Set problem: How many lines in the items below contain the string "wooden"? Case counts. Reply with the number only.

——————————

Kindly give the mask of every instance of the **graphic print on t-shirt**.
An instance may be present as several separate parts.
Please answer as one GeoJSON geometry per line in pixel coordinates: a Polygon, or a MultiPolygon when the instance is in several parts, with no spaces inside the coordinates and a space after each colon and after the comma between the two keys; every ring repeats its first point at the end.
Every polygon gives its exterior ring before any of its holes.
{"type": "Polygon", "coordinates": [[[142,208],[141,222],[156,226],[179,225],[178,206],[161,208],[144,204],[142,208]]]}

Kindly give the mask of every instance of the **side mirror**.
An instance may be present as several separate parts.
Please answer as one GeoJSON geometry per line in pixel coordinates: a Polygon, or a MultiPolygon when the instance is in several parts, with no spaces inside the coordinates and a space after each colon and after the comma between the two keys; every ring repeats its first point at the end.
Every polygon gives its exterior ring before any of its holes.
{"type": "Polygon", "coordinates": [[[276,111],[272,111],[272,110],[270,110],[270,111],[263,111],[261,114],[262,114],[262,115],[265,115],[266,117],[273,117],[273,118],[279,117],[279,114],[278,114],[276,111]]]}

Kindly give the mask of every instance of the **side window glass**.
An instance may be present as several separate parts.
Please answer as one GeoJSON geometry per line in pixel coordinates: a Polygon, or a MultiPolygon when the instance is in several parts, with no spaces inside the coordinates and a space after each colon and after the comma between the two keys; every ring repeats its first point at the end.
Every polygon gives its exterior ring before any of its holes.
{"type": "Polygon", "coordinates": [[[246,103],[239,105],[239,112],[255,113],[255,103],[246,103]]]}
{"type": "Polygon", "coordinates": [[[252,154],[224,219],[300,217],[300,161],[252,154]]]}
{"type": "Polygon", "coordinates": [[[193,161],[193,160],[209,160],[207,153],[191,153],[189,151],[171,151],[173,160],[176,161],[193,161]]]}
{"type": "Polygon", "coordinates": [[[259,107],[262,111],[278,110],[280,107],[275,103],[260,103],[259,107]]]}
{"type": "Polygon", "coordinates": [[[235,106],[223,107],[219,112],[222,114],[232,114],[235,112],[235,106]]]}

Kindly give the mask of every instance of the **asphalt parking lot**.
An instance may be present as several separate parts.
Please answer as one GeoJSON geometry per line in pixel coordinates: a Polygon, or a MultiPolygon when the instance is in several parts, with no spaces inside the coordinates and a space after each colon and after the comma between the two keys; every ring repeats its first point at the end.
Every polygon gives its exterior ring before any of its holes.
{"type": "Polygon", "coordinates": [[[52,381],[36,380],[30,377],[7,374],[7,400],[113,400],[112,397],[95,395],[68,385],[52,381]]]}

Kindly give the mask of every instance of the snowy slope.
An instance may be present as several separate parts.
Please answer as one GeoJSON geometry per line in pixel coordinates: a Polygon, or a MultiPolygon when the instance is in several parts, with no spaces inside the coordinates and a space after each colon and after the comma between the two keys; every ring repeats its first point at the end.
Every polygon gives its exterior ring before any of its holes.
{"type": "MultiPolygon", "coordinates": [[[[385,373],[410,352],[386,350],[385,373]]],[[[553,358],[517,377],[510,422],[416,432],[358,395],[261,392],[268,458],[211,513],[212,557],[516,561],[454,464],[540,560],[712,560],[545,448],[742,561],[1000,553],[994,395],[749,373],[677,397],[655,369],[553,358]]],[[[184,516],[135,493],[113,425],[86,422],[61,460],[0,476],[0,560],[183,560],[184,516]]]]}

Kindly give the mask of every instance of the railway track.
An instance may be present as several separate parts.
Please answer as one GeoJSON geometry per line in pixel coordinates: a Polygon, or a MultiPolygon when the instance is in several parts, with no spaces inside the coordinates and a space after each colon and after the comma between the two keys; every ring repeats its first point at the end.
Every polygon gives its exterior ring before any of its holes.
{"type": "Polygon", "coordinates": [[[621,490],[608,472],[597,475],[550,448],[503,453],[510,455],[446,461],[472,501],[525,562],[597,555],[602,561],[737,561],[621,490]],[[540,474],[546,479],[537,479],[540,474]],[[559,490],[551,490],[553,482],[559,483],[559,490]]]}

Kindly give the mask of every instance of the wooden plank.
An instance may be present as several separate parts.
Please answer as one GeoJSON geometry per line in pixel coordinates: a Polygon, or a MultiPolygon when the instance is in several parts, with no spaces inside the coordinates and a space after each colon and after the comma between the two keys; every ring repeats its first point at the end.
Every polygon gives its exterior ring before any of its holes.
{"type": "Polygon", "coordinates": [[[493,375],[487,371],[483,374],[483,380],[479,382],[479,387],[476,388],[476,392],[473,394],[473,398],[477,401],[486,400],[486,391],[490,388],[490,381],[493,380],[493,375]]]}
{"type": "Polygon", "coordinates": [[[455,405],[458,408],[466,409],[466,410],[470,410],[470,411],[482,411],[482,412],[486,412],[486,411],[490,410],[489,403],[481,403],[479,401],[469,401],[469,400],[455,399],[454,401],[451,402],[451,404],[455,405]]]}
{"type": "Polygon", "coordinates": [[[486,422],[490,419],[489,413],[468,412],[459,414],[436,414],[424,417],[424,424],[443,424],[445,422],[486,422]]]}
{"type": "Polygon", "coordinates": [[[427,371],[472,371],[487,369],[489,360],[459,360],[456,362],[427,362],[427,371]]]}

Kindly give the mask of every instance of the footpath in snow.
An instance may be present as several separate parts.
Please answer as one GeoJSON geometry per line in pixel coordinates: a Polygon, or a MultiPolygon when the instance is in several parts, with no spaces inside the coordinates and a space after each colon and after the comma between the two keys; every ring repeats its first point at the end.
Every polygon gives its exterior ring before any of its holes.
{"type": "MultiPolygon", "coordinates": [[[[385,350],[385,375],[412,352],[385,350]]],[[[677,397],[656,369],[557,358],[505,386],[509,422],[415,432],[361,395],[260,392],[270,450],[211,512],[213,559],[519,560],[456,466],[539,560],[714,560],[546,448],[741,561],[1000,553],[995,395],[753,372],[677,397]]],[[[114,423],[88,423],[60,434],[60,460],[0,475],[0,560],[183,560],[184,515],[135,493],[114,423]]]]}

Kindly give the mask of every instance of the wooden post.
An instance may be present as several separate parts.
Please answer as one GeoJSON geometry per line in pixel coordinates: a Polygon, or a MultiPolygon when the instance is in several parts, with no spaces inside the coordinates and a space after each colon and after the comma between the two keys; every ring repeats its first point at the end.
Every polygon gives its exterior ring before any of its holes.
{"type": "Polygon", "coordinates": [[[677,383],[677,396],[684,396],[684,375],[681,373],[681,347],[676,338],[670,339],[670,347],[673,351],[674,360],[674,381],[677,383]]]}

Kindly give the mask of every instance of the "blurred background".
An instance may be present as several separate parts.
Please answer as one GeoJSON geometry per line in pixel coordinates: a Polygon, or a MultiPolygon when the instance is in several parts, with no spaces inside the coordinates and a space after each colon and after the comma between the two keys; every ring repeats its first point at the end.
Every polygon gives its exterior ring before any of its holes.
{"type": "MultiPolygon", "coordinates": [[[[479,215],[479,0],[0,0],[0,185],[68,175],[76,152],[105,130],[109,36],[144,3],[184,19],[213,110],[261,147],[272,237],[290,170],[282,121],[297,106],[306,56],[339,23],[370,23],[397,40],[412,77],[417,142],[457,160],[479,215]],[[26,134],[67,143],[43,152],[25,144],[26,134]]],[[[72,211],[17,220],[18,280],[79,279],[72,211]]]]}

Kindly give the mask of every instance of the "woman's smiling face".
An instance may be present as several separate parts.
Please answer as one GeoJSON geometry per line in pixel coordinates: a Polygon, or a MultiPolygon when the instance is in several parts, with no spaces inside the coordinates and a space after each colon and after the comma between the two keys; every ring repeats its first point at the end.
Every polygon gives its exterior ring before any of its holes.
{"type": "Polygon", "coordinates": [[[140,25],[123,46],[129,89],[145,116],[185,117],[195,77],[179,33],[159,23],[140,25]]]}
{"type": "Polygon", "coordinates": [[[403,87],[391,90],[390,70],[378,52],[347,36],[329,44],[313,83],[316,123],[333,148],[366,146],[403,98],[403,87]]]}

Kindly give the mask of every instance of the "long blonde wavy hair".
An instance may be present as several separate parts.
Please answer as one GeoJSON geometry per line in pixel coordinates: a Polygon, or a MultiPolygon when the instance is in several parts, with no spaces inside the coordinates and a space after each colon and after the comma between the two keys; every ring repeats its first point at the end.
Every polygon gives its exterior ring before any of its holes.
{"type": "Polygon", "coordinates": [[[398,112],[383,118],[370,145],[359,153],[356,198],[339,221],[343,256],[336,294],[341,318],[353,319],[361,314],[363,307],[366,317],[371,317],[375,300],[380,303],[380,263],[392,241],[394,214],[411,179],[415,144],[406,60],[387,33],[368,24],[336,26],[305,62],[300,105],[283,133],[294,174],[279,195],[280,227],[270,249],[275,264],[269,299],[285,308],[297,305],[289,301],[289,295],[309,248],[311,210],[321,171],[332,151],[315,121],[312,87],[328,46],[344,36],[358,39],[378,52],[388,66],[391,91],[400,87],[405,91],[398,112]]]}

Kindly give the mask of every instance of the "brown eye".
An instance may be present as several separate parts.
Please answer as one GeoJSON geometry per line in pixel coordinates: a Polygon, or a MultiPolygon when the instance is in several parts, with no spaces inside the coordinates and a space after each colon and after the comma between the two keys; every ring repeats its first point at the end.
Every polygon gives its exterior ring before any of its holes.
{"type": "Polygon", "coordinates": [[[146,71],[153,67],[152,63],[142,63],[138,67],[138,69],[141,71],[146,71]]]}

——————————

Written response: 2